_Dataset entries_:
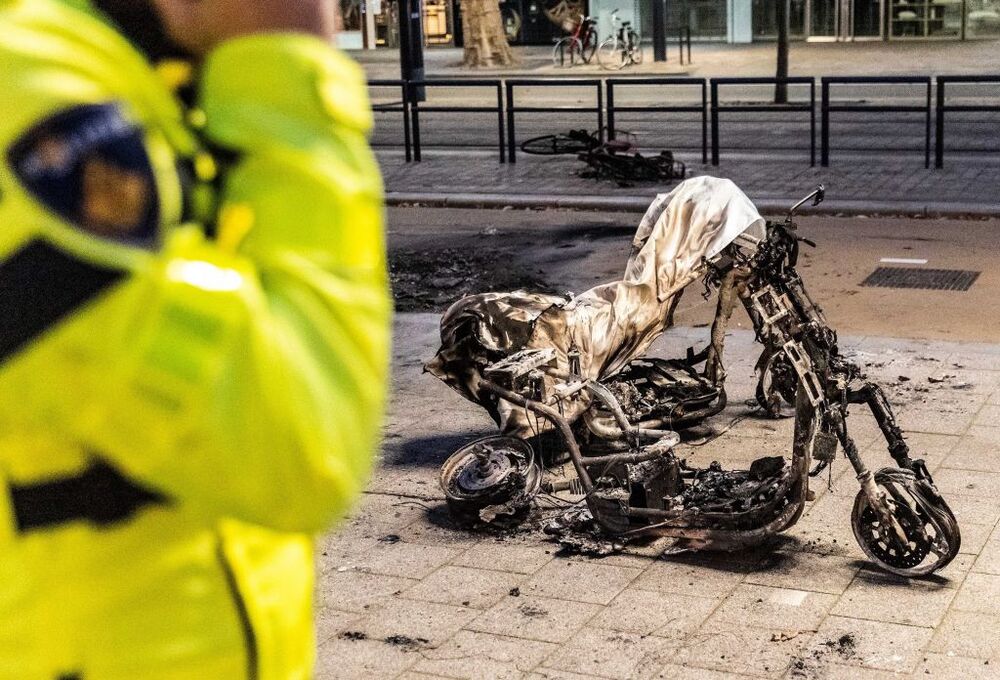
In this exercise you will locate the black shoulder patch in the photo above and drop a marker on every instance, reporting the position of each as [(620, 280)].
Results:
[(89, 165)]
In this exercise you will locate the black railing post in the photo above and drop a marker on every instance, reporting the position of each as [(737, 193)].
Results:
[(812, 123), (927, 129), (414, 100), (825, 125), (939, 131), (405, 106), (660, 30), (715, 122), (500, 130), (704, 122), (600, 110), (610, 85), (511, 153)]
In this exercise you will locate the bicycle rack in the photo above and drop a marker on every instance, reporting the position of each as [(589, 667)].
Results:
[(716, 108), (513, 109), (613, 109), (943, 107), (827, 107), (416, 108)]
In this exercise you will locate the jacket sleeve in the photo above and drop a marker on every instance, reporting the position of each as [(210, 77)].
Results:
[(257, 383), (300, 410)]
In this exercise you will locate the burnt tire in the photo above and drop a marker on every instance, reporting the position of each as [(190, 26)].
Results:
[(932, 535), (489, 478)]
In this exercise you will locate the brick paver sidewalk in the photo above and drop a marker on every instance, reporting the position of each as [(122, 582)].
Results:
[(851, 184), (405, 595)]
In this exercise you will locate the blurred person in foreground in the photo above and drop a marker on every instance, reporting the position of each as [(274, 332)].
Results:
[(194, 335)]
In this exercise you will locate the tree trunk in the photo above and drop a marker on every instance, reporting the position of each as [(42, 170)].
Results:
[(485, 40), (781, 16)]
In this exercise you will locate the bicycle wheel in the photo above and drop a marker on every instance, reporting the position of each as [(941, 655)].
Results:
[(611, 54), (567, 52), (553, 145), (588, 45), (636, 52)]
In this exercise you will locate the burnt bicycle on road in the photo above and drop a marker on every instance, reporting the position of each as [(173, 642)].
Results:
[(573, 371)]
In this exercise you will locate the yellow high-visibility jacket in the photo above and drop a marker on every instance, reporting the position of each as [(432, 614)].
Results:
[(178, 413)]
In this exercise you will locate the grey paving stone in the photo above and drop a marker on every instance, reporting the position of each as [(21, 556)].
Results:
[(967, 634), (647, 612), (989, 416), (535, 618), (744, 650), (354, 591), (342, 659), (400, 558), (506, 556), (979, 593), (476, 588), (330, 622), (612, 654), (429, 622), (873, 644), (966, 483), (945, 667), (579, 581), (988, 560), (483, 656), (885, 598), (766, 607), (805, 571), (676, 672), (974, 537), (703, 575), (972, 510)]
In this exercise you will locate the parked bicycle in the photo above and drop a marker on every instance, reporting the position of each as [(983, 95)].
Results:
[(622, 48), (578, 47)]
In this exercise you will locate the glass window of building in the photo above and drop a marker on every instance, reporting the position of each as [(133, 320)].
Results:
[(982, 19), (765, 26), (707, 18)]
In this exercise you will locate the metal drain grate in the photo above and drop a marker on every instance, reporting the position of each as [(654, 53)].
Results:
[(927, 279)]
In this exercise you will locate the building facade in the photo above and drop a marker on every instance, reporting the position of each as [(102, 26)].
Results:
[(529, 22)]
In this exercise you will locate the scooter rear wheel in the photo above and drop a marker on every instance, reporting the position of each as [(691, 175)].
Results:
[(932, 535)]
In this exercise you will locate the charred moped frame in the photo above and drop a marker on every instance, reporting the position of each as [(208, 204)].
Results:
[(624, 461)]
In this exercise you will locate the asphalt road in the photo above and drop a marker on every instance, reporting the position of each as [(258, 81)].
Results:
[(441, 254), (973, 134)]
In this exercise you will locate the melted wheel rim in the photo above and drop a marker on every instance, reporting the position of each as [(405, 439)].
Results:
[(931, 534)]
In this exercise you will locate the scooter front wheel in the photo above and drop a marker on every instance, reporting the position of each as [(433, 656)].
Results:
[(931, 538)]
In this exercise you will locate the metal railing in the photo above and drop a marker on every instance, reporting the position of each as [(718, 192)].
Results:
[(614, 109), (402, 106), (943, 107), (416, 108), (509, 103), (827, 107), (717, 108), (513, 108)]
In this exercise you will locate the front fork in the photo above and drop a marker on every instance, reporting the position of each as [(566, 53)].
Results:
[(776, 312)]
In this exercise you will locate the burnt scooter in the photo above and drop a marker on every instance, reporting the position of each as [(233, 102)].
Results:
[(620, 429)]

_To be done_: Output as a JSON list of strings, one string per line, the lines from the start of the records through the line containing "[(89, 165)]", inclusive. Leave out blank lines and pictures.

_Solution for this exercise_:
[
  "In this exercise you will locate the black shoulder patch in the photo above and drop a marker on every instance, reporting the position of each as [(620, 280)].",
  "Results:",
  "[(89, 165)]"
]